→ **Testo fornito**
※

Filosofi e antichi lo hanno sempre saputo: guardare il cielo -con le sue stelle- riporta l’essere umano in connessione con se stesso, con i suoi desideri.

Desiderare è un verbo molto affascinante e straordinariamente potente.

De-siderare: cessare di contemplare le stelle a scopo augurale. Si tratta pertanto dell’unione della particella negativa de e del termine sidus– stella.

Il termine rimanda a qualcosa di negativo; si tratta di ripensare a ciò che gli antichi facevano ovvero leggere e guardare le stelle nella speranza di scorgerne segnali, risposte..

Desiderare indica quindi la mancanza delle stelle (dei buoni presagi).

Desiderare indica un’assenza, il venir meno di un’attesa.

※

→ **Dati forniti**
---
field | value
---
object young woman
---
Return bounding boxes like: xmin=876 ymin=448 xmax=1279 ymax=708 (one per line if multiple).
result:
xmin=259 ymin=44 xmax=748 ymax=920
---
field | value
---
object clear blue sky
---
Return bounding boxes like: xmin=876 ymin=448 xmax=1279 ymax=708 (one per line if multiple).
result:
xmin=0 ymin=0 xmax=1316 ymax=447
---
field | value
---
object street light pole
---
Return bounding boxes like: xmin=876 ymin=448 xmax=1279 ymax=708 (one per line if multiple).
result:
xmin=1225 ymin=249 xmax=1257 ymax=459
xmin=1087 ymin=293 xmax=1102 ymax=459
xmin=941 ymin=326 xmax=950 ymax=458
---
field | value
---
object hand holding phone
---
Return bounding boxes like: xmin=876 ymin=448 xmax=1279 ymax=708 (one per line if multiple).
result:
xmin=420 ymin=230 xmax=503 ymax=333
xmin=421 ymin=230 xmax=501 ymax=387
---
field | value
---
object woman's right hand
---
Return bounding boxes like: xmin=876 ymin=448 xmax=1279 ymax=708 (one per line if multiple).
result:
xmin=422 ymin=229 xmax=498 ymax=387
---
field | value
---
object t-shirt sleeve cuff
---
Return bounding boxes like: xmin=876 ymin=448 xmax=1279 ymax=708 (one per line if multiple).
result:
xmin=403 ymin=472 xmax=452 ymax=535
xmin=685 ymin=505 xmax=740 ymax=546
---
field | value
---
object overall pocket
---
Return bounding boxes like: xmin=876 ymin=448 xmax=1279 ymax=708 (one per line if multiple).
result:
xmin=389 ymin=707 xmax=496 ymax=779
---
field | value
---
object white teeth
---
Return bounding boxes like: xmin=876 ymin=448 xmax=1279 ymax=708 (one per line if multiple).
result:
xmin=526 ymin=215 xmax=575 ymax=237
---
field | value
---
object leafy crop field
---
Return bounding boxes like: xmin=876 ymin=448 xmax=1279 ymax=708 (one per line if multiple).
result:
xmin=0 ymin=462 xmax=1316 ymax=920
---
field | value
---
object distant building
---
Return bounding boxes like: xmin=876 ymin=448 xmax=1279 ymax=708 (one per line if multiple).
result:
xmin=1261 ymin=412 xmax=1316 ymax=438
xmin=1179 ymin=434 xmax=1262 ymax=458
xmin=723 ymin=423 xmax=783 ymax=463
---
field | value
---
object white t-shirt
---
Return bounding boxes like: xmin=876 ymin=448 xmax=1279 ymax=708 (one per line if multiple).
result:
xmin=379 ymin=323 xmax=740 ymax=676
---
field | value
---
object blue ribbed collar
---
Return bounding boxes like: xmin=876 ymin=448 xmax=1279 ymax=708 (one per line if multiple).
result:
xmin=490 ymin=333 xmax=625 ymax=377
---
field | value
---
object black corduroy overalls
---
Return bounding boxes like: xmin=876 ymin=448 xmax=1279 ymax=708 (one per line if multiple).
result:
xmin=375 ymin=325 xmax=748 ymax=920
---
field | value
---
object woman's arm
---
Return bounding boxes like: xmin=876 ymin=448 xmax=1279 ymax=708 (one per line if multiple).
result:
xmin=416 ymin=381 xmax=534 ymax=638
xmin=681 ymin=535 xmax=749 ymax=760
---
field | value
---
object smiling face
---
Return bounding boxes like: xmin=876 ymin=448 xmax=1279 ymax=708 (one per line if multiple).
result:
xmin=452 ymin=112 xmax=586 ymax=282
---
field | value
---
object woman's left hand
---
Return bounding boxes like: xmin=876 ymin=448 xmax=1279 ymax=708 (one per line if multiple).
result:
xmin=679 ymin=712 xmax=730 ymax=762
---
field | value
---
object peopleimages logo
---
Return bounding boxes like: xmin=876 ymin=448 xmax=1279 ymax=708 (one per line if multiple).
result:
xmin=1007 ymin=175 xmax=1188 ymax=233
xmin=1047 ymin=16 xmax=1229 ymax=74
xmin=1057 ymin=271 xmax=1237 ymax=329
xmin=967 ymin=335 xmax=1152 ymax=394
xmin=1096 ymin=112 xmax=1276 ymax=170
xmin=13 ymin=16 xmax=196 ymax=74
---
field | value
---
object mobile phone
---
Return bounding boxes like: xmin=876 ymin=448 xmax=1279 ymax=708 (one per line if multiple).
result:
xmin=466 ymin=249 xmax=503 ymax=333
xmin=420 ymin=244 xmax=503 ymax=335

※

→ **Consegna A**
Riporta tutte le frasi del testo sull'origine del verbo desiderare che iniziano con la parola «Desiderare».
→ **Consegna B**
Scrivi il seguito del testo sull'origine del verbo desiderare, riprendendo dopo la sua ultima frase.

→ **Risposta A**
- Desiderare è un verbo molto affascinante e straordinariamente potente.
- Desiderare indica quindi la mancanza delle stelle (dei buoni presagi).
- Desiderare indica un’assenza, il venir meno di un’attesa.

→ **Risposta B**
Desiderando non mi attendo più che qualcosa “tra le stelle” mi indichi, mi dica o compaia. De- siderare è smettere di attendere dall’alt(r)o ciò che voglio o spero di.. ma cominciare a cercarlo per conto proprio. Cominciando a cercare “da me”, volgendo lo sguardo sul mio desiderio attuo una spinta verso l’esterno e pertanto mi pongo verso l’altro.

Spostandomi verso l’altro mi sposto verso di me: verso me come soggetto di un desiderio.

Le stelle cadenti altro non sono che meteore ovvero pezzetti di roccia, ghiaccio o detriti spaziali che bruciano quando incontrano l’atmosfera terrestre; tale combustione (che è resa a noi visibile da quell’affascinante scia luminosa), è ciò che siamo soliti chiamare “stella cadente”.

La Terra va incontro a questi detriti poiché lungo la sua orbita intorno al sole -in determinati momenti dell’anno- si avvicina ad alcune regioni dello spazio in cui sono concentrati un gran numero di rocce e frammenti lasciati dalle comete, i quali entrano in gran numero a contatto con l’atmosfera e bruciando danno vita agli sciami meteorici, ossia le “piogge” di stelle cadenti.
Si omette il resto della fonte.